[A run of records]
-------------------------
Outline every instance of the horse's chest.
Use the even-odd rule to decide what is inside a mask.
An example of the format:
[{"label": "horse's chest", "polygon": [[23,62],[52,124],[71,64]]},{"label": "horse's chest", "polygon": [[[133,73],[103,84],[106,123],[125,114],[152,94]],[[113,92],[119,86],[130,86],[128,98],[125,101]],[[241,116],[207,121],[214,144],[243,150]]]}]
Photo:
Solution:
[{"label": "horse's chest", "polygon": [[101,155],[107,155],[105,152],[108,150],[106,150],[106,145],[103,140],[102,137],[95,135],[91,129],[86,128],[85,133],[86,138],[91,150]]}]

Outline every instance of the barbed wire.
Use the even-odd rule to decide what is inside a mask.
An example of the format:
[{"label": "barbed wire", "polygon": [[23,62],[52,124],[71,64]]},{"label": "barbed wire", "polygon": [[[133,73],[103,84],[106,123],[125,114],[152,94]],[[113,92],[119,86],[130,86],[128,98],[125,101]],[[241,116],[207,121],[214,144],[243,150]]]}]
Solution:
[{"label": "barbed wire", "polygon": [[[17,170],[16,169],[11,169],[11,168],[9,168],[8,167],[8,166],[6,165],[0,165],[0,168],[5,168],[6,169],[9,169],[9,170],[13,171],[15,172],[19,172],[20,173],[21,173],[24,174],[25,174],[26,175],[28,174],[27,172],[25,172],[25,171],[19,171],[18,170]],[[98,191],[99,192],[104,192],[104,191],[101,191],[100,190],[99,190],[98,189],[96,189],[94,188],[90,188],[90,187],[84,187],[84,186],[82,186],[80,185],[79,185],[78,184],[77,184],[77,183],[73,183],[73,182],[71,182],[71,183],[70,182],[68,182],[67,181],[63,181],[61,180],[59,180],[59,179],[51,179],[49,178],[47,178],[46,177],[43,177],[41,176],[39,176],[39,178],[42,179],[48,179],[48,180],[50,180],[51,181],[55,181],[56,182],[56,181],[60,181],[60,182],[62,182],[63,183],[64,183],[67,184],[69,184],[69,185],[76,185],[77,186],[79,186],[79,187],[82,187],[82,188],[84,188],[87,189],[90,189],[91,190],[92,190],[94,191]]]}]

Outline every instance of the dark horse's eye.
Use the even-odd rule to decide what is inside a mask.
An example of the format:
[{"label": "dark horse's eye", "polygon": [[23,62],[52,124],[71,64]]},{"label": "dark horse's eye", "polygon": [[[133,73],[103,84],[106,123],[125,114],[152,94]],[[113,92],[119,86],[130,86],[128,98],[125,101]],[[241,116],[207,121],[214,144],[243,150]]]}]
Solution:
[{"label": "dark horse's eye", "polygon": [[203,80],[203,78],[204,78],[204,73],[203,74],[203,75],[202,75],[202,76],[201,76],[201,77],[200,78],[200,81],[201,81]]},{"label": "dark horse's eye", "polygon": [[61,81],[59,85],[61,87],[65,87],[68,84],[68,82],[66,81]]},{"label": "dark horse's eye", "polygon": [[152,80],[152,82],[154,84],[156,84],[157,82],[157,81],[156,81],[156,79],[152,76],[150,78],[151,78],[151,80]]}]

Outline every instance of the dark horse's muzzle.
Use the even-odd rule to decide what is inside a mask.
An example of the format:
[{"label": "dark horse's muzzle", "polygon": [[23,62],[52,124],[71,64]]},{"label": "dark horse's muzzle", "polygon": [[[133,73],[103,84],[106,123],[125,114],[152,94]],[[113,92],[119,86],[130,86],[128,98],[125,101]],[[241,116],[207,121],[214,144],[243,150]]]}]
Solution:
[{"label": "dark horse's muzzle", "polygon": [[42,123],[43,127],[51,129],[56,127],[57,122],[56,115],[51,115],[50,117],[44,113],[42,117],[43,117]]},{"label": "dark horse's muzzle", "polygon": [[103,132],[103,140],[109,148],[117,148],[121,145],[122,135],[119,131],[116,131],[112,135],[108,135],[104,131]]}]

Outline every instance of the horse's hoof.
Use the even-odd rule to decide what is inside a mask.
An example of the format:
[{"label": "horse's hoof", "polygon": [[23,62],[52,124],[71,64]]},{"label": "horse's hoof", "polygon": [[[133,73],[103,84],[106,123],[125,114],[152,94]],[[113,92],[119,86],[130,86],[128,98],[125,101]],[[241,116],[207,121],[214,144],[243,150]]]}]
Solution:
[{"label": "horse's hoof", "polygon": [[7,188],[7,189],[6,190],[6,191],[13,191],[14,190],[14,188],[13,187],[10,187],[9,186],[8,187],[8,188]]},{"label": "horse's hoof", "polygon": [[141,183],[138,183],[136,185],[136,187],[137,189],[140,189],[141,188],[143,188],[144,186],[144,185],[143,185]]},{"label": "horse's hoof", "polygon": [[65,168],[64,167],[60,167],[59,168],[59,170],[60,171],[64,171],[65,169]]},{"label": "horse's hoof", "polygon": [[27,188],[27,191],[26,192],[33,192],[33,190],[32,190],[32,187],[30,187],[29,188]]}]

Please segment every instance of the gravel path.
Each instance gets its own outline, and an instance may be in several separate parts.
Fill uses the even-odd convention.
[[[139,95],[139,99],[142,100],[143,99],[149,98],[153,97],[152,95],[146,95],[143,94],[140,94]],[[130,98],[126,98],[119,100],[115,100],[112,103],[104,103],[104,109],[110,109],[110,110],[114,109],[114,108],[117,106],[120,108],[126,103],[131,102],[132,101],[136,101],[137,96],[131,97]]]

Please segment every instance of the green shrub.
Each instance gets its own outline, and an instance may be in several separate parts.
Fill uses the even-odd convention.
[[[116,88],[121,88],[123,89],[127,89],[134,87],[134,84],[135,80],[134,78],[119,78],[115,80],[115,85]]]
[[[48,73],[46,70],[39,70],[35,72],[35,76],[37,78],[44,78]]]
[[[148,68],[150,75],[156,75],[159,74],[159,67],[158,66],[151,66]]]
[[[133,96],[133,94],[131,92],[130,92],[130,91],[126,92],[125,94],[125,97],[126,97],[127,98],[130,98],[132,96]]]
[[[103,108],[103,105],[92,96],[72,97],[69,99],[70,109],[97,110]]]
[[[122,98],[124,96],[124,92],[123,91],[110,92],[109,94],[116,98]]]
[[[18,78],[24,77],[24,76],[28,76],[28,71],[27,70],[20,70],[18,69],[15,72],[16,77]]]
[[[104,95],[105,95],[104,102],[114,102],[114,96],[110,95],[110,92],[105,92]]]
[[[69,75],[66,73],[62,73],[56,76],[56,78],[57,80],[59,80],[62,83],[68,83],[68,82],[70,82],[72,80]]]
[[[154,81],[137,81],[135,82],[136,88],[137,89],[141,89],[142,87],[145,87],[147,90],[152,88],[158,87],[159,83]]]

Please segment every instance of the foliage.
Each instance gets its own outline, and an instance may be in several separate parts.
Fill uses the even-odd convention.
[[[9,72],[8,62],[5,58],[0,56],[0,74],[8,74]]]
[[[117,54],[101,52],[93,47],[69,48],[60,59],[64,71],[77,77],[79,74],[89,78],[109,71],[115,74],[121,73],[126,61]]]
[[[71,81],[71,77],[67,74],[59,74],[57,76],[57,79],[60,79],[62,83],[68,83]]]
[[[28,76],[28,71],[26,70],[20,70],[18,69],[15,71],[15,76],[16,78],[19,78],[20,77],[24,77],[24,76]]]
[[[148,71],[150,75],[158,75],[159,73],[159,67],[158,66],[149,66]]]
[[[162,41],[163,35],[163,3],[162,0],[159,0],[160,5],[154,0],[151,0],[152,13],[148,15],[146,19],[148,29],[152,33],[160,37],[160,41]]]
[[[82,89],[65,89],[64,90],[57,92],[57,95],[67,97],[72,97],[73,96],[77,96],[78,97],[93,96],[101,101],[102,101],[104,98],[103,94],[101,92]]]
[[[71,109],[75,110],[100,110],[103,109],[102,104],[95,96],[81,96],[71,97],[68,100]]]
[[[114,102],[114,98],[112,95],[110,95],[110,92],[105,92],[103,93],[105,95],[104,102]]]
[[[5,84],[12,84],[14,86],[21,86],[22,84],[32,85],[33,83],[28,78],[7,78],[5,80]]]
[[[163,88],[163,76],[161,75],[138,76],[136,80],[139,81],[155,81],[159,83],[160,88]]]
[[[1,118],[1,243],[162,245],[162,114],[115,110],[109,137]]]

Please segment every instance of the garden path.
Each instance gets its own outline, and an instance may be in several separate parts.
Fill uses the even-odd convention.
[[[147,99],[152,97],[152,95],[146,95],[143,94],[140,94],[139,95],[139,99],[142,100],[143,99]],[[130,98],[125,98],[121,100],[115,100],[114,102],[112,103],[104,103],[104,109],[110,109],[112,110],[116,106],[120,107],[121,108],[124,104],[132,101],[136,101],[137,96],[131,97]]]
-------------------------
▶ Required task
Repeat the line containing "Please segment every instance of the garden" and all subsequent lines through the final line of the data, exactly and with no others.

▶ Correct response
Please segment every instance of the garden path.
Each instance gets its own outline, and an instance may be in several separate parts.
Fill uses the even-odd convention.
[[[147,99],[152,97],[152,95],[146,95],[143,94],[140,94],[139,95],[139,99],[142,100],[143,99]],[[130,98],[125,98],[121,100],[115,100],[114,102],[112,103],[104,103],[104,109],[110,109],[112,110],[116,106],[120,107],[121,108],[124,104],[132,101],[136,101],[137,96],[131,97]]]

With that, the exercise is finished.